▶ **To-do list**
a) In the passage on human nature, through which prophet is the law confirmed in the Qur'an?
b) Reproduce the passage on human nature word for word, from "Thus, we observe" to "destroys it. [XCI:7-1O].".

▶ **Page text**
--------------------------------
Since every created object which makes up the visible world is subject to this same general law, there is no reason to doubt that man, as a species of creation, is not. Indeed his physical capabilities are the best proof of this rule; like the rest of creation, they allow him to realize his purpose, and ultimate happiness, in life.

Thus, we observe that man, in fact, guides himself to happiness and well-being merely by applying the fundamental laws inherent in his own nature.

This law is confirmed by God in the Qur’an, through His Prophet Moses, when he says, “Our Lord is He who gave everything its nature, then guided it” [XX:50]. It is further explained in LXXXVII:2-3 as “He who created and fashioned in balanced proportion and He who measures and guides”

As to the creation and the nature of man, the Qur’an says, By the soul and Him who fashioned it and then inspired it with wrong action and fear of God; he is truly successful who causes it to grow and purifies it and he is a failure who corrupts and destroys it. [XCI:7-1O].

God enjoins upon man the duty to “strive towards a sincere application of the din,” (that is, the fitrah of God, or the natural code of behaviour upon which He has created mankind ), since “there is no changing the laws of the creation of God” [XXX:30].

He also says that “In truth, the only deen recognized by God is Islam” [III:19]. Here, Islam means submission, the method of submission to these very laws. The Qur’an further warns that “the actions of the man who chooses a din other than Islam will not be accepted” [III:85].

The gist of the above verses, and other references on the same subject, is that God has guided every creature – be it man, beast or vegetable – to a state of well-being and self-fulfillment appropriate to its individual make-up.

Thus the appropriate path for man lies in the adoption of personal and social laws particular to his own fitrah (or innate nature), and in avoiding people who have become “de naturalized” by following their own notions or passions. It is clearly underlined that fitrah, far from denying man’s feelings and passions, accords each its proper due and allows man’s conflicting spiritual and material needs to be fulfilled in a harmonious fashion.
--------------------------------
▶ **Records provided**
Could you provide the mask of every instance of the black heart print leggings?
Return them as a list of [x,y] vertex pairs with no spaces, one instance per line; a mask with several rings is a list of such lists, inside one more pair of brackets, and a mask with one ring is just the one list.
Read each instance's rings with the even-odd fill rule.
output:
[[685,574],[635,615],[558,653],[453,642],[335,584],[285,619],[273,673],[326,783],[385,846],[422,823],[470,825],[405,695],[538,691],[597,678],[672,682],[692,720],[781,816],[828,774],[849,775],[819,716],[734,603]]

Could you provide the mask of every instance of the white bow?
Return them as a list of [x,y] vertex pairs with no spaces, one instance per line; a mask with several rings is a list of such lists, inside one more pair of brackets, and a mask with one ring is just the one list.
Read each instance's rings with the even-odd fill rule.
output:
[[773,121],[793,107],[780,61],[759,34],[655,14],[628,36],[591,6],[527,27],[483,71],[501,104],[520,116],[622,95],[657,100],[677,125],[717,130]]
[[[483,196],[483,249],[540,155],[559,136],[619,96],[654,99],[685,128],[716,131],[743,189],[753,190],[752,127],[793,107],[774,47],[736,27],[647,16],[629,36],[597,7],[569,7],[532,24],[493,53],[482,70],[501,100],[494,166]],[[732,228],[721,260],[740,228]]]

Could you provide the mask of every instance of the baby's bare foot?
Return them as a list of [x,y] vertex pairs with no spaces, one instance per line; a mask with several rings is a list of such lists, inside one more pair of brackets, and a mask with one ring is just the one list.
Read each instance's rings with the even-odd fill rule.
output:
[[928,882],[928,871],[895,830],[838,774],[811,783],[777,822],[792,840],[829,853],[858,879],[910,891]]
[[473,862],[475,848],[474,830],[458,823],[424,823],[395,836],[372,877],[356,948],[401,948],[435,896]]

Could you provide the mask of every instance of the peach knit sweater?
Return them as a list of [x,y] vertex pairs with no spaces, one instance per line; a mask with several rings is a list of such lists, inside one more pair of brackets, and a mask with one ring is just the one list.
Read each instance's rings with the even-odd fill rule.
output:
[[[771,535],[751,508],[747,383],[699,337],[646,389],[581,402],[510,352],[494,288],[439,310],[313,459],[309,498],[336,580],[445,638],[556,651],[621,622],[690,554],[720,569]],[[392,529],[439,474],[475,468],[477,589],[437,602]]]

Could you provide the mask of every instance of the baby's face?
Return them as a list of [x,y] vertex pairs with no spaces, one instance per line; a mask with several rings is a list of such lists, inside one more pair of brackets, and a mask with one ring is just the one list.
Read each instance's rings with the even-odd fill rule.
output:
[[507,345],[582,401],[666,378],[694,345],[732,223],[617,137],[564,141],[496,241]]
--------------------------------
▶ **Answers by task**
a) Moses.

b)
Thus, we observe that man, in fact, guides himself to happiness and well-being merely by applying the fundamental laws inherent in his own nature.

This law is confirmed by God in the Qur’an, through His Prophet Moses, when he says, “Our Lord is He who gave everything its nature, then guided it” [XX:50]. It is further explained in LXXXVII:2-3 as “He who created and fashioned in balanced proportion and He who measures and guides”

As to the creation and the nature of man, the Qur’an says, By the soul and Him who fashioned it and then inspired it with wrong action and fear of God; he is truly successful who causes it to grow and purifies it and he is a failure who corrupts and destroys it. [XCI:7-1O].